Optimizing matrix multiplication for GPU

How would you do that? I tried the following

    bsz = te.var('bsz')
    d1 = te.var('d1')
    d2 = te.var('d2')
    d3 = te.var('d3')
    A = te.placeholder((bsz, d1, d3), name='A', dtype='float32')  # first tensor
    B = te.placeholder((bsz, d2, d3), name='B', dtype='float32')  # second tensor
    R = topi.nn.batch_matmul(A, B)
    with tvm.target.cuda():
        s = topi.cuda.schedule_reduce(R)

but got

Traceback (most recent call last):

  File "scripts/band_mm_minimal.py", line 94, in <module>
    mm_fun_topi = _compile_function_topi()

  File "scripts/band_mm_minimal.py", line 63, in _compile_function_topi
    s = topi.cuda.schedule_reduce(R)

  File "/usr/tvm/topi/python/topi/cuda/reduction.py", line 147, in schedule_reduce
    traverse_after_reduce(outs[0].op)

  File "/usr/tvm/topi/python/topi/cuda/reduction.py", line 143, in traverse_after_reduce
    raise RuntimeError("Unsupported operator: %s" % operator.tag)

RuntimeError: Unsupported operator: batch_matmul

Which schedule should I use?

Stored data

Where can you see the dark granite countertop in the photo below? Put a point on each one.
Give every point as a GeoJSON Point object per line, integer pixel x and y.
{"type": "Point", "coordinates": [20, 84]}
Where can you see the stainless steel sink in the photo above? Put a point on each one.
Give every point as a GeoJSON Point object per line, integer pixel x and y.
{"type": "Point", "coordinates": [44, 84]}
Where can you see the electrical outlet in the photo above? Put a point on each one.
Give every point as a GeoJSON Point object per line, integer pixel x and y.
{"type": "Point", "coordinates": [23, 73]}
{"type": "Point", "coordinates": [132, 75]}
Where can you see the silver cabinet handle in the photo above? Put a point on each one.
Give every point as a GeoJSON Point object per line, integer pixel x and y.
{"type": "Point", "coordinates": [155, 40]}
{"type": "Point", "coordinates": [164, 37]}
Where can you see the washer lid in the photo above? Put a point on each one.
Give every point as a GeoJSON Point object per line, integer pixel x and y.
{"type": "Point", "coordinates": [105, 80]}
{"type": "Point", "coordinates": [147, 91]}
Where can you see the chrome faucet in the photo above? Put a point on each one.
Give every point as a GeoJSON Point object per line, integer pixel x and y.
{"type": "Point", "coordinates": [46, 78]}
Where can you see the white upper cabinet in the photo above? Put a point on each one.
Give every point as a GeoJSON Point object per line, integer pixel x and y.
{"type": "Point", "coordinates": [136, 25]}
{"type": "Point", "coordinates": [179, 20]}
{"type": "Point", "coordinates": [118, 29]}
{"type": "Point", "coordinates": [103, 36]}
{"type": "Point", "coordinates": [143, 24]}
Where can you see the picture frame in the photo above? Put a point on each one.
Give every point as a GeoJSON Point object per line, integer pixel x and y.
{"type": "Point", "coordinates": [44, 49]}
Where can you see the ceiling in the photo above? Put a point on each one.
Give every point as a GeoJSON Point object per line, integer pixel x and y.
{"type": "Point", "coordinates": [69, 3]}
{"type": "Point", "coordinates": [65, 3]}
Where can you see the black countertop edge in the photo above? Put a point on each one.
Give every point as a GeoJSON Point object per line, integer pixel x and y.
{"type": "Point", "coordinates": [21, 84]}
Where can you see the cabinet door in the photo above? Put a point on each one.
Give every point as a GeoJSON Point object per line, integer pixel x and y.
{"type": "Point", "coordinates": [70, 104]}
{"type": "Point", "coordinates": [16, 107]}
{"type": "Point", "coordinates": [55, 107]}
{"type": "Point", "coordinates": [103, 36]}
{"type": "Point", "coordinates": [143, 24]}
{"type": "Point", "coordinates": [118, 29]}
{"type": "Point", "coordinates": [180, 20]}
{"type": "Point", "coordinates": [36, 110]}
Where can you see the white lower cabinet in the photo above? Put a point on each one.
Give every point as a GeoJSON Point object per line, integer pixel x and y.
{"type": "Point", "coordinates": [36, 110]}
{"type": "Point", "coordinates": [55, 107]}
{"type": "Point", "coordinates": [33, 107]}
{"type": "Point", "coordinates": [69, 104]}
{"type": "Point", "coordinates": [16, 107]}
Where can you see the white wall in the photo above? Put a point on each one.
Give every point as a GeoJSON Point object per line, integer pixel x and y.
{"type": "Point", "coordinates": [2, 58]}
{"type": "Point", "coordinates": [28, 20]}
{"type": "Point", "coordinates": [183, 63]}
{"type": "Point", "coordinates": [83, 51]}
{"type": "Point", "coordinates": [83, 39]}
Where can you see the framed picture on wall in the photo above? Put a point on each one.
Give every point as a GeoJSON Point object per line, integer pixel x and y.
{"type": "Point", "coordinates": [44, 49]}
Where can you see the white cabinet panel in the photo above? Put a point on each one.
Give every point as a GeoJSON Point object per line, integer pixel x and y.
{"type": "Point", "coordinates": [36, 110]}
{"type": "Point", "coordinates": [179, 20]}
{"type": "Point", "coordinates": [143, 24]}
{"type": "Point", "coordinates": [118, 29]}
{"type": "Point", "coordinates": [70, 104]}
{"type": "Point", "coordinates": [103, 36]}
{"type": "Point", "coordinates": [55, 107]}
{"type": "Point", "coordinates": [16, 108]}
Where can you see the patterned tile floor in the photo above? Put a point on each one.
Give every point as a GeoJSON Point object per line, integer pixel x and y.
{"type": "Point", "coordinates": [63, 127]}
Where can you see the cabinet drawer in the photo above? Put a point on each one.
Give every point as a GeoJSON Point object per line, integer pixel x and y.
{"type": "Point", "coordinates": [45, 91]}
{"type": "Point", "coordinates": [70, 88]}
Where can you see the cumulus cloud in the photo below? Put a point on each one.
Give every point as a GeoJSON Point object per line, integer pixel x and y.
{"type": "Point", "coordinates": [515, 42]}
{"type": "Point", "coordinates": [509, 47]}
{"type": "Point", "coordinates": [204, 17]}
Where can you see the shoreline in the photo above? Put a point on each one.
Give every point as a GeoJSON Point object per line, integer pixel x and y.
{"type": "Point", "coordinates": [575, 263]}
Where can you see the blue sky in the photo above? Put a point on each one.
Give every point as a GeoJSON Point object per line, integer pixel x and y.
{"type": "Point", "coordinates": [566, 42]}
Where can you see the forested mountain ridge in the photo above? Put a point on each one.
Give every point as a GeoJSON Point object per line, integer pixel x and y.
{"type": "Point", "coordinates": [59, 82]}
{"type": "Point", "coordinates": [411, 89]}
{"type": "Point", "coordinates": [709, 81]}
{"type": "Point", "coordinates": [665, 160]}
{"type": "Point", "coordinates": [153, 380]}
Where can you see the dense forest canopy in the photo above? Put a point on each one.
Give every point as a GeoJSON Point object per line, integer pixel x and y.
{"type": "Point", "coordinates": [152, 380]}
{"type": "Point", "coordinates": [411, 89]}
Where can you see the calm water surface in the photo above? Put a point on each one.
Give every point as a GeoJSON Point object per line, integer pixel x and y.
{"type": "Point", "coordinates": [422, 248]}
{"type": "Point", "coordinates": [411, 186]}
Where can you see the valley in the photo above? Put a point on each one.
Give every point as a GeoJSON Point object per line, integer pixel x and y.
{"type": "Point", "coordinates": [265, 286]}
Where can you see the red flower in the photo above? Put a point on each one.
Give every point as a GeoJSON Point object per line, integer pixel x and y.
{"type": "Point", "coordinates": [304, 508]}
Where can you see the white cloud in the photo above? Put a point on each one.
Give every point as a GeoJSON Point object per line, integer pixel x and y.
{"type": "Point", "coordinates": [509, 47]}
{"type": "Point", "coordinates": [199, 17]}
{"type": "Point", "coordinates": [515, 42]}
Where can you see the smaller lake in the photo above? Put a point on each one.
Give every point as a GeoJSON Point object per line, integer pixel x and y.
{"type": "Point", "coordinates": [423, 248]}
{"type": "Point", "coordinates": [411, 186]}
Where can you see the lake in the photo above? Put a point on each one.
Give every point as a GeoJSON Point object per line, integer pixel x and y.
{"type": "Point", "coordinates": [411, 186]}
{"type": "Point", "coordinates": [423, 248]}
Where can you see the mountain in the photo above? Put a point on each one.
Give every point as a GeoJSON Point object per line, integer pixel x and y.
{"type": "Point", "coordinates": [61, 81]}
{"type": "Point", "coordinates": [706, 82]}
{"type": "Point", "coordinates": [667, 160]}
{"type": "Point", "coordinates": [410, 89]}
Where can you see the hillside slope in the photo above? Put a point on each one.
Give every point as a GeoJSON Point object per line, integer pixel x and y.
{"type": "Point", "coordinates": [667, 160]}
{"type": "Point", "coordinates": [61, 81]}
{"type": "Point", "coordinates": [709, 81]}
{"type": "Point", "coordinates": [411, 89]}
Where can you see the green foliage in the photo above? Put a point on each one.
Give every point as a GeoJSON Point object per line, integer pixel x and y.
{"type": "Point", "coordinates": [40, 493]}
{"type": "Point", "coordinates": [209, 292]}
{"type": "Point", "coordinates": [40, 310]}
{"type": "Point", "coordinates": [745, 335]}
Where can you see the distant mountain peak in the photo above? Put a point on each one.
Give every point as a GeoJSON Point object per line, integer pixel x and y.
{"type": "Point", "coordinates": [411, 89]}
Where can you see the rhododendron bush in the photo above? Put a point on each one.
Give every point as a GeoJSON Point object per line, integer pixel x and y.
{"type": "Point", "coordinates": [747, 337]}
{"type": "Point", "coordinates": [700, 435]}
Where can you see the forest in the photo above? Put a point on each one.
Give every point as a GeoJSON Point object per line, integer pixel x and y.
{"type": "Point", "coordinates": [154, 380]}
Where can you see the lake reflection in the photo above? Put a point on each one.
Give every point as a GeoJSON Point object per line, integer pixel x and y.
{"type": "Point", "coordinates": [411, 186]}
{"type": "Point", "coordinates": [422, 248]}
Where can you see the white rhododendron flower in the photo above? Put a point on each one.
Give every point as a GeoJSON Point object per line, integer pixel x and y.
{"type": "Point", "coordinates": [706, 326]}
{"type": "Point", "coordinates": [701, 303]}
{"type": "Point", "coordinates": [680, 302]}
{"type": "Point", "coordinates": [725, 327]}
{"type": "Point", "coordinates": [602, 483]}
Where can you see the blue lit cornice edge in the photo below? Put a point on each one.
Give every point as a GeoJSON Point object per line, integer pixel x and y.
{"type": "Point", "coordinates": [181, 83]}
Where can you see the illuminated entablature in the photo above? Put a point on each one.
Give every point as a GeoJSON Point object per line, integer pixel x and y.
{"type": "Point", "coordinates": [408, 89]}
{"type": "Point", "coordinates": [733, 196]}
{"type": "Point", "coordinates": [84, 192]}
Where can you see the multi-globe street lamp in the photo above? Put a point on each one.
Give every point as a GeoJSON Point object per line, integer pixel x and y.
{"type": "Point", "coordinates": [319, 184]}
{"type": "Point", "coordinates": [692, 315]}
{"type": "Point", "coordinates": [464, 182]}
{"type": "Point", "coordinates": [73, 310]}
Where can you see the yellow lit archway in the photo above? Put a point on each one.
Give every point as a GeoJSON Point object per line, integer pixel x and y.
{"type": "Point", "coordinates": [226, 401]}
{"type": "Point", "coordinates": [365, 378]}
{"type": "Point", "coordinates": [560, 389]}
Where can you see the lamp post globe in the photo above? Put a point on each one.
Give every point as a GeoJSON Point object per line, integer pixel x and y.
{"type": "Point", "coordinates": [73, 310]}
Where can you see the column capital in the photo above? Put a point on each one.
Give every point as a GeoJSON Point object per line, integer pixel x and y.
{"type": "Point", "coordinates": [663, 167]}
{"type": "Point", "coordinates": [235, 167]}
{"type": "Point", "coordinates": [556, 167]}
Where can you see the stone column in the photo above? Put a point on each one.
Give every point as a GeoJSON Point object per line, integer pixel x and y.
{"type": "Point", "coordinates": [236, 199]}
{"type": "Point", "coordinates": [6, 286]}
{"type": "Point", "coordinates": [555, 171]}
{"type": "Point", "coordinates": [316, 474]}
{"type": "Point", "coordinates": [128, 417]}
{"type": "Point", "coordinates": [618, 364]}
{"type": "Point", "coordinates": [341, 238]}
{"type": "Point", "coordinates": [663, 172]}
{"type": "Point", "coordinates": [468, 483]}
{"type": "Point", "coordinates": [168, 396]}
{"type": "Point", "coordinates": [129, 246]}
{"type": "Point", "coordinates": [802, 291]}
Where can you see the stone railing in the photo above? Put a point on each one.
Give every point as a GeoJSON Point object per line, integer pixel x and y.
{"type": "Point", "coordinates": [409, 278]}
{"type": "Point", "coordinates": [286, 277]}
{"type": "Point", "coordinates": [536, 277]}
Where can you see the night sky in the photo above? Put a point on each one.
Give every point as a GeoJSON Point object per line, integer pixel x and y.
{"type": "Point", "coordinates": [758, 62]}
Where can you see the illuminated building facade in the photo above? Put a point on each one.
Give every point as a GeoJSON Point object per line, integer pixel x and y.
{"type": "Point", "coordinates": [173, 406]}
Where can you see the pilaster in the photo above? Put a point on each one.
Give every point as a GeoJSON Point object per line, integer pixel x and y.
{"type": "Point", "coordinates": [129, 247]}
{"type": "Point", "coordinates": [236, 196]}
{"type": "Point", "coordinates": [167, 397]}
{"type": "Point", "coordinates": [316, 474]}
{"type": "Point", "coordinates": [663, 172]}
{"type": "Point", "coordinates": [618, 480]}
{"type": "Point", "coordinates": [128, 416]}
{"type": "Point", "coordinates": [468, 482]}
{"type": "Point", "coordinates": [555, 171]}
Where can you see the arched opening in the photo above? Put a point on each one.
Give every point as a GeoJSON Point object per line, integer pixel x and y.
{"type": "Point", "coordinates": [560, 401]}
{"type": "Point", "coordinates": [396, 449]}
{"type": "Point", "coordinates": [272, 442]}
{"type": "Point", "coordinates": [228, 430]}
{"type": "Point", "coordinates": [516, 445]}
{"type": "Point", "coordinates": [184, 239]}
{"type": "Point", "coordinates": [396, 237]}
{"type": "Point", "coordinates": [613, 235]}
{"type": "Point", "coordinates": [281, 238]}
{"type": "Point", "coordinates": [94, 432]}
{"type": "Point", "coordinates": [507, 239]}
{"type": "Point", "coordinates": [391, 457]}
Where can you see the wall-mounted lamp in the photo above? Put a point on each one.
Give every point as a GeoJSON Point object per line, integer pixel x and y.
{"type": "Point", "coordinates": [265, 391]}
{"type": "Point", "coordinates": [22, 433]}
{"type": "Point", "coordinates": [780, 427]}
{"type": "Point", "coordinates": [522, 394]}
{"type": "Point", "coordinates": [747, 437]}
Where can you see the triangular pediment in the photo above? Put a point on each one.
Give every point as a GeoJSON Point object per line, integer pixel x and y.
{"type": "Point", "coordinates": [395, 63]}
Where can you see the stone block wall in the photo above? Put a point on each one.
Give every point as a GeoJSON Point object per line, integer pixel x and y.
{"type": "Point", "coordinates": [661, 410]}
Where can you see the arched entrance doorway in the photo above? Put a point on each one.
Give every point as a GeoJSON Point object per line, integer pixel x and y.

GIVEN INSTRUCTION 1
From the matrix multiplication post, set down the passage that begins at the words "d3 = te.var('d3')" and stops after "mm_fun_topi = _compile_function_topi()".
GIVEN INSTRUCTION 2
In the matrix multiplication post, rewrite the code block beginning "bsz = te.var('bsz')" as a short list that keeps its main facts.
GIVEN INSTRUCTION 3
What error message ends the traceback in the matrix multiplication post?
The records are separate material and are not part of the post about matrix multiplication.

RESULT 1
d3 = te.var('d3')
    A = te.placeholder((bsz, d1, d3), name='A', dtype='float32')  # first tensor
    B = te.placeholder((bsz, d2, d3), name='B', dtype='float32')  # second tensor
    R = topi.nn.batch_matmul(A, B)
    with tvm.target.cuda():
        s = topi.cuda.schedule_reduce(R)

but got

Traceback (most recent call last):

  File "scripts/band_mm_minimal.py", line 94, in <module>
    mm_fun_topi = _compile_function_topi()

RESULT 2
- Four symbolic variables are declared: bsz, d1, d2 and d3.
- Placeholder A has shape (bsz, d1, d3), and placeholder B has shape (bsz, d2, d3). Both are float32.
- R is computed with topi.nn.batch_matmul(A, B).
- Under the CUDA target, R is scheduled with topi.cuda.schedule_reduce.

RESULT 3
RuntimeError: Unsupported operator: batch_matmul